__Exercise goal__: Reproduce verbatim the lines of the items below, beginning with the line that contains "The scan above contains the green scaffolding" and ending after the line that contains "[665,322,786,371]".

────────

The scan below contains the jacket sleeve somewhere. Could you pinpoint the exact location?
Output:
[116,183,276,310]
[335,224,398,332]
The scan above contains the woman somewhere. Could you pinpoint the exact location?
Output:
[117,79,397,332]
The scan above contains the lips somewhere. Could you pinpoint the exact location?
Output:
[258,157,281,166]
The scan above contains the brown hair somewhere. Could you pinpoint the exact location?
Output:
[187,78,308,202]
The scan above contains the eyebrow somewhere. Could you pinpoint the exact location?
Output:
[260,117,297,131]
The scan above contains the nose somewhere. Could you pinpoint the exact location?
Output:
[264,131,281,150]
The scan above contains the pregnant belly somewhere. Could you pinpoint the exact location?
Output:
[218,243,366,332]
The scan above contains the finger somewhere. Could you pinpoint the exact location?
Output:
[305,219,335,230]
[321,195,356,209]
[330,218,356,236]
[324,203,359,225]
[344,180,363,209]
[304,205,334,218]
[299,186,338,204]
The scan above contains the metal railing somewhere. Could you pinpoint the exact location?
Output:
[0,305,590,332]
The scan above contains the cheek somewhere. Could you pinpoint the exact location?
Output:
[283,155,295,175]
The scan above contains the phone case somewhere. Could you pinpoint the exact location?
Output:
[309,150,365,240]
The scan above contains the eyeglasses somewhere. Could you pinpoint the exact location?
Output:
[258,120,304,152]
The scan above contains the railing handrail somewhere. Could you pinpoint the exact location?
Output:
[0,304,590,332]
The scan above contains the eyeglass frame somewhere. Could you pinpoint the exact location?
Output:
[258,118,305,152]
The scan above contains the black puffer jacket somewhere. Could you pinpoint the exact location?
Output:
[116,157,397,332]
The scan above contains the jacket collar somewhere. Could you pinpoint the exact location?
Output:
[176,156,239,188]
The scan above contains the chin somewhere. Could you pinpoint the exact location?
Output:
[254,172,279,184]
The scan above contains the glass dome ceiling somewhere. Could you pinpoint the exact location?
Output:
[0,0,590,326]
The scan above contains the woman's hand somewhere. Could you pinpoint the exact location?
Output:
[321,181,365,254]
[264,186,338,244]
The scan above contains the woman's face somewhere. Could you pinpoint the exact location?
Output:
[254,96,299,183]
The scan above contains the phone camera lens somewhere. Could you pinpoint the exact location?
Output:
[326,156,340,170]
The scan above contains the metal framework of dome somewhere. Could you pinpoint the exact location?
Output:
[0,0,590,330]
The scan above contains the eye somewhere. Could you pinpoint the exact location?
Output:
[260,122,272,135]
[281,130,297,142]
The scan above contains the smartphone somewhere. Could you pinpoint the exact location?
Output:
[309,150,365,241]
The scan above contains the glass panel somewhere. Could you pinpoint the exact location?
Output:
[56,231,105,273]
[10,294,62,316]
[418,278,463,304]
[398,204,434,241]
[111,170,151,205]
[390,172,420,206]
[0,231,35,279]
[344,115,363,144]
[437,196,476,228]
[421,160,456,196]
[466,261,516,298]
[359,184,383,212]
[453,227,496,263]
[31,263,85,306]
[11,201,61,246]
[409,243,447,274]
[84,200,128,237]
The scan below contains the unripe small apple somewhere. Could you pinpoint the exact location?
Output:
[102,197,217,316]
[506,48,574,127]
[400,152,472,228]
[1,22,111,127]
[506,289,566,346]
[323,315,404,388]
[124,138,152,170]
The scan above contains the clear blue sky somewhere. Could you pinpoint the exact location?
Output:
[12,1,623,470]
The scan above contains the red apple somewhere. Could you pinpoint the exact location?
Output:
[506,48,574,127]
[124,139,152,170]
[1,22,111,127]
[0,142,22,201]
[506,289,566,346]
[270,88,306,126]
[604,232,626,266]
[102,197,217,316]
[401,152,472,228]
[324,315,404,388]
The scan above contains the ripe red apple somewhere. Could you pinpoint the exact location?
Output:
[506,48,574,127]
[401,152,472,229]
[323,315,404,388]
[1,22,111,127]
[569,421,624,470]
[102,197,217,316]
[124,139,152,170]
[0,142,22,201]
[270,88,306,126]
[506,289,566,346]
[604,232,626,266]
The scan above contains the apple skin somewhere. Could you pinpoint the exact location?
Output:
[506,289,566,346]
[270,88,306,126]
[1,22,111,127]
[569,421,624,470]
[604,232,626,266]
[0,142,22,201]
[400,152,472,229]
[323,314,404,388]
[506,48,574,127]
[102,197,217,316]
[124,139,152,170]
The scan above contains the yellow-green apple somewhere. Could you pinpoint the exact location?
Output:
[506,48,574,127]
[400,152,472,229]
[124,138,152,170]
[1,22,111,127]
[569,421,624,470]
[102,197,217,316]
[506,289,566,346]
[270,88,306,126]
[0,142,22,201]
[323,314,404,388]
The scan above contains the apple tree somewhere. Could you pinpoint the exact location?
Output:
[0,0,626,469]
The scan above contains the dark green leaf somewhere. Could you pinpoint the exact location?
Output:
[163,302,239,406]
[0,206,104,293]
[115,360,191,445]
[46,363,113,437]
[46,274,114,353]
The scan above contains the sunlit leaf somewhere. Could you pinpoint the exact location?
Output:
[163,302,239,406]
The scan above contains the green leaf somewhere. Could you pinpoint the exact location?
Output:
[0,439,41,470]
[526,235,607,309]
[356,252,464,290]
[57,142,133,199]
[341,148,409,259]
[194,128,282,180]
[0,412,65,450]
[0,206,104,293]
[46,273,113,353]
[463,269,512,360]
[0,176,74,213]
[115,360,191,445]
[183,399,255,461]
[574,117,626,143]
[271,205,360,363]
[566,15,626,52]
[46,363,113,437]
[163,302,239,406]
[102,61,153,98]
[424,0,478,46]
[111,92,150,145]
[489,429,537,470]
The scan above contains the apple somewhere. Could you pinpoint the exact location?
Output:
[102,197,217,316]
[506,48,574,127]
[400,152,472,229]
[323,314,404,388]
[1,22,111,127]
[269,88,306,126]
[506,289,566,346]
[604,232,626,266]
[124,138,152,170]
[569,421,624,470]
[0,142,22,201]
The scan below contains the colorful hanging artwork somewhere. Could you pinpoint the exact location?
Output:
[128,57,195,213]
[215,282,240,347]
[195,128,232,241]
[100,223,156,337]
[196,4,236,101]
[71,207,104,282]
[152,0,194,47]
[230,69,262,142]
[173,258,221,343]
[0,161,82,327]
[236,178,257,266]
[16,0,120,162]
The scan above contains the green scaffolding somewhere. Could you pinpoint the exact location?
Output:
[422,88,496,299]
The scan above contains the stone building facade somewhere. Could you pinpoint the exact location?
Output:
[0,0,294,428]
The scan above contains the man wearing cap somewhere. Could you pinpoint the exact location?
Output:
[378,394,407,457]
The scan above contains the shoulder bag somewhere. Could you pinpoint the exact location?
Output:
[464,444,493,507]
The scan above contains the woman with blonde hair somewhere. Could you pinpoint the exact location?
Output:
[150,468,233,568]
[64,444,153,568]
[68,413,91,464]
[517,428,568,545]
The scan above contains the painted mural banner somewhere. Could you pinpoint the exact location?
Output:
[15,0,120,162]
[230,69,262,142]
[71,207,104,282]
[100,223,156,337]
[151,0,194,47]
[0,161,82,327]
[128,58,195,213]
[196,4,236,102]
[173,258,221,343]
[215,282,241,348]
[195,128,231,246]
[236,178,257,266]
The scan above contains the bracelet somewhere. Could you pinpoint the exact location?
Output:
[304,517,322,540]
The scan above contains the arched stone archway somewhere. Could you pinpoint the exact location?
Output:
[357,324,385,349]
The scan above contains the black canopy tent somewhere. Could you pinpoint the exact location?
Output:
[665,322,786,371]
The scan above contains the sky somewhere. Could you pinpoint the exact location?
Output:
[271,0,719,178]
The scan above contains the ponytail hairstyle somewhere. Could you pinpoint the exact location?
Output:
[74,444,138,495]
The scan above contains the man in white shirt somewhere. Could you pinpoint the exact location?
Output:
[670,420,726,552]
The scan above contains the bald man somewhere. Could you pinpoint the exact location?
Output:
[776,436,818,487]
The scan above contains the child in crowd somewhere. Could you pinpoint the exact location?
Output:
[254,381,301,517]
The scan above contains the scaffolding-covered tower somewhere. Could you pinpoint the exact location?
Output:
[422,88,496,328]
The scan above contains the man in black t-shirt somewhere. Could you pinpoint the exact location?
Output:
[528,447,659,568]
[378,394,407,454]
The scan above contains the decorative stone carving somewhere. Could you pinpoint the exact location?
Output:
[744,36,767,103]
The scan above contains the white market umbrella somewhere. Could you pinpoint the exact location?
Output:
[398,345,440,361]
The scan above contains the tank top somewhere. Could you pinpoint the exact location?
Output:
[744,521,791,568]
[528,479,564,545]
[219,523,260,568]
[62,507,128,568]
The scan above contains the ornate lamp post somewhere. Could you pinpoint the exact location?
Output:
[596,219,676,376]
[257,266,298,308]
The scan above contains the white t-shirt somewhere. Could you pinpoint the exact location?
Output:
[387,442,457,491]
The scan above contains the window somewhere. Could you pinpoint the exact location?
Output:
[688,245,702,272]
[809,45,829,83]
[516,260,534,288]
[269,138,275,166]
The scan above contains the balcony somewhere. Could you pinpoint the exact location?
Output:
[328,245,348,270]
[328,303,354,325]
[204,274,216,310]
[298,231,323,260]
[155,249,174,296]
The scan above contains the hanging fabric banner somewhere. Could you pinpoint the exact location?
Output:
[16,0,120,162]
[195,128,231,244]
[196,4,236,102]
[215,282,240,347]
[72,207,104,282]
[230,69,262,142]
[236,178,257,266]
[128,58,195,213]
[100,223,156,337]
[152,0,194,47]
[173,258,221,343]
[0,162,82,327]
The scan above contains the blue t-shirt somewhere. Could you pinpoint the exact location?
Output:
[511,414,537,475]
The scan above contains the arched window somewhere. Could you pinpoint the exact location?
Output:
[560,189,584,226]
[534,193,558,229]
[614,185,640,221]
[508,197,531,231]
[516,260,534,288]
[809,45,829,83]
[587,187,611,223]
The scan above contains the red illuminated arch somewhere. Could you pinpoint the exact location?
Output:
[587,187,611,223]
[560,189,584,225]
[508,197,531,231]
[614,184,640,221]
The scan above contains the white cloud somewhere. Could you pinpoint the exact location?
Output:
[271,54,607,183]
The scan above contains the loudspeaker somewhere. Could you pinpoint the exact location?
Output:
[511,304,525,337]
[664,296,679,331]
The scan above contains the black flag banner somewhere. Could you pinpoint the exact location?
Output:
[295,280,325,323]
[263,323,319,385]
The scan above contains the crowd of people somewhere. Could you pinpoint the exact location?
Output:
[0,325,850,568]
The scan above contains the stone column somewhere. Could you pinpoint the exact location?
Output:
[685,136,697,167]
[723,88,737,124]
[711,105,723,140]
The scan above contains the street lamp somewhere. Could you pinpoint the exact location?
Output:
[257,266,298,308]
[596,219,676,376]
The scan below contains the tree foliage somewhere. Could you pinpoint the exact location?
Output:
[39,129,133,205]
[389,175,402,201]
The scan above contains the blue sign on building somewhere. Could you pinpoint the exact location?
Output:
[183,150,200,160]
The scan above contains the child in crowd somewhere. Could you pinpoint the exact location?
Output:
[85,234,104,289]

────────

__Result__:
The scan above contains the green scaffolding somewhere. Could you pinpoint the exact location?
Output:
[422,88,496,299]
The scan above contains the stone building facade somewhere. Could you pinpoint the exact location?
Output:
[0,0,294,428]
The scan above contains the man wearing cap somewhere. Could you pinpoint the exact location?
Output:
[378,394,407,457]
The scan above contains the shoulder bag somewhere. Could you pinpoint the exact location?
Output:
[464,444,493,507]
The scan above contains the woman with blonde hair somewhere. Could you pinpoint the exact location?
Output:
[150,468,233,568]
[64,444,153,568]
[68,413,91,464]
[517,428,568,545]
The scan above contains the painted mural banner somewhere. Could you pinpoint the exact location?
Output:
[15,0,120,162]
[230,69,262,142]
[71,207,104,282]
[100,223,156,337]
[151,0,194,47]
[0,161,82,327]
[128,58,195,213]
[196,4,236,102]
[173,258,221,343]
[215,282,241,348]
[195,128,231,246]
[236,178,257,266]
The scan above contains the bracelet somewhere. Could you pinpoint the exact location?
Output:
[304,517,322,540]
The scan above contains the arched stone archway somewhere. Could you pinpoint the exact location?
Output:
[357,324,385,349]
The scan above contains the black canopy tent somewhere. Could you pinpoint the exact location?
Output:
[665,322,786,371]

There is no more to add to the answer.